ABOUT THIS TASK: Copy all of the data that follows without altering a word.

Records drawn from a dataset:
------------------------------

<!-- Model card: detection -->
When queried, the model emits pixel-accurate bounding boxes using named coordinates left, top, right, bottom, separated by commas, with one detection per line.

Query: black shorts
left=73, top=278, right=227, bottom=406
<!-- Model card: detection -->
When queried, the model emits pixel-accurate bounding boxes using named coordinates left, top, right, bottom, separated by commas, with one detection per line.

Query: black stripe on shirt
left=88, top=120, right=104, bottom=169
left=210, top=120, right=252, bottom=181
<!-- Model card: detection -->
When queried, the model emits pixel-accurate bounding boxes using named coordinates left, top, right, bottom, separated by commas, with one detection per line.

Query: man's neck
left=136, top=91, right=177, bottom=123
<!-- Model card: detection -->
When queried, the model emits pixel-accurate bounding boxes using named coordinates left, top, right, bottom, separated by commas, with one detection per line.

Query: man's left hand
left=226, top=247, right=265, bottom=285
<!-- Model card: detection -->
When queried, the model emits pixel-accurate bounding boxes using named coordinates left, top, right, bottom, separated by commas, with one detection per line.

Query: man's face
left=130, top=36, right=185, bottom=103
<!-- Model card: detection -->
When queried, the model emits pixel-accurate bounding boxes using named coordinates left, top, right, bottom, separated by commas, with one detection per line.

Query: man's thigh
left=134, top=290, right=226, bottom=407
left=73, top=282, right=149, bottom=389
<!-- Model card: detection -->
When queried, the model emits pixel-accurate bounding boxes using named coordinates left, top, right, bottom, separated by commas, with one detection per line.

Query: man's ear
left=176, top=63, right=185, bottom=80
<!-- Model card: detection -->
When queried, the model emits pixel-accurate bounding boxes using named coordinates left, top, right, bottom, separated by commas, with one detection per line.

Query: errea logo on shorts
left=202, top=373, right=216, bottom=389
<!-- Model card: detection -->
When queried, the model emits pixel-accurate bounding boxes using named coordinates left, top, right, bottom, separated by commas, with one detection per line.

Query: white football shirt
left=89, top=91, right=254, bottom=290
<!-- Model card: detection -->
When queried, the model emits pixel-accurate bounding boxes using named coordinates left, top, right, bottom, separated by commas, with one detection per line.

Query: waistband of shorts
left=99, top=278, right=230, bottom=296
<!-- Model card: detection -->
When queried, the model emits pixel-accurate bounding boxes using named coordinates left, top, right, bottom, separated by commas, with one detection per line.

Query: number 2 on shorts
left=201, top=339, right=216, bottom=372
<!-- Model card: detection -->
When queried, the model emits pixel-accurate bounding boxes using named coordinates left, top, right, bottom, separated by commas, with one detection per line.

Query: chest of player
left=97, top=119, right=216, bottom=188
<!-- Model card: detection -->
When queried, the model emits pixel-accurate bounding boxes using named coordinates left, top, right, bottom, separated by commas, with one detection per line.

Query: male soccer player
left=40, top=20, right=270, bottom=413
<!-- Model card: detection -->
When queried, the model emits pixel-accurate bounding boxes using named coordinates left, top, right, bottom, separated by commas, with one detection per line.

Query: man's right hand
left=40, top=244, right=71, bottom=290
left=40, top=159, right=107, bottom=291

------------------------------

ANSWER BOX:
<!-- Model card: detection -->
When queried, the model emits pixel-accurate bounding boxes using named coordinates left, top, right, bottom, separated by commas, with one detection per line.

Query: black shorts
left=73, top=278, right=227, bottom=406
<!-- Model card: detection -->
When queried, the model emits pixel-accurate bounding boxes using named coordinates left, top, right, bottom, separated by commas, with one detection per line.

Query: black stripe on shirt
left=88, top=120, right=104, bottom=169
left=210, top=120, right=252, bottom=181
<!-- Model card: detection -->
When queried, the model emits pixel-accurate bounding boxes using named coordinates left, top, right, bottom, separated by commas, with one detection per line.

Query: man's neck
left=136, top=91, right=177, bottom=123
<!-- Model card: detection -->
When queried, the model emits pixel-accurate bounding boxes using named coordinates left, top, right, bottom, separated by commas, with one detection per line.

Query: man's left hand
left=226, top=247, right=265, bottom=285
<!-- Model card: detection -->
When queried, the model emits pixel-accurate bounding boxes using named coordinates left, top, right, bottom, separated by commas, with one detection per line.

Query: man's face
left=130, top=36, right=185, bottom=103
<!-- Model card: detection -->
When queried, the model emits pixel-accurate bounding boxes using named coordinates left, top, right, bottom, separated by commas, with one detection per line.

Query: man's thigh
left=134, top=290, right=226, bottom=407
left=73, top=282, right=149, bottom=389
<!-- Model card: detection -->
When queried, the model emits pixel-accurate bounding boxes using named coordinates left, top, right, bottom, separated by commas, with one detection per line.

Query: man's ear
left=176, top=63, right=185, bottom=80
<!-- Model card: detection -->
When queried, the model emits pixel-accurate bounding boxes using named coordinates left, top, right, bottom, separated by commas, with one detection per line.

Query: errea logo on shorts
left=202, top=373, right=216, bottom=389
<!-- Model card: detection -->
When queried, the model emits pixel-accurate bounding boxes using named coordinates left, top, right, bottom, separated by commas, with one detection per line.

Query: white football shirt
left=89, top=91, right=254, bottom=290
<!-- Model card: detection -->
When queried, the model emits pixel-accurate bounding boxes using named coordinates left, top, right, bottom, separated by commas, with one detection per line.

Query: waistband of shorts
left=99, top=278, right=230, bottom=296
<!-- Model card: detection -->
When queried, the model emits pixel-accurate bounding boxes using named coordinates left, top, right, bottom, separated by commas, with one detection per line.

Query: number 2 on shorts
left=201, top=339, right=216, bottom=372
<!-- Model card: detection -->
When queried, the model emits pixel-accurate bounding boxes using named coordinates left, top, right, bottom, separated by commas, with one detection per line.

Query: chest of player
left=97, top=119, right=216, bottom=188
<!-- Model card: detection -->
When queried, the model emits pixel-accurate bounding boxes using named coordinates left, top, right, bottom, separated by commas, with one detection per line.

Query: male soccer player
left=40, top=20, right=270, bottom=413
<!-- Model card: detection -->
When queried, the model emits pixel-accurate bounding boxes using named coordinates left, top, right, bottom, separated by commas, with one detection per line.

Query: man's right hand
left=40, top=244, right=71, bottom=290
left=40, top=159, right=107, bottom=291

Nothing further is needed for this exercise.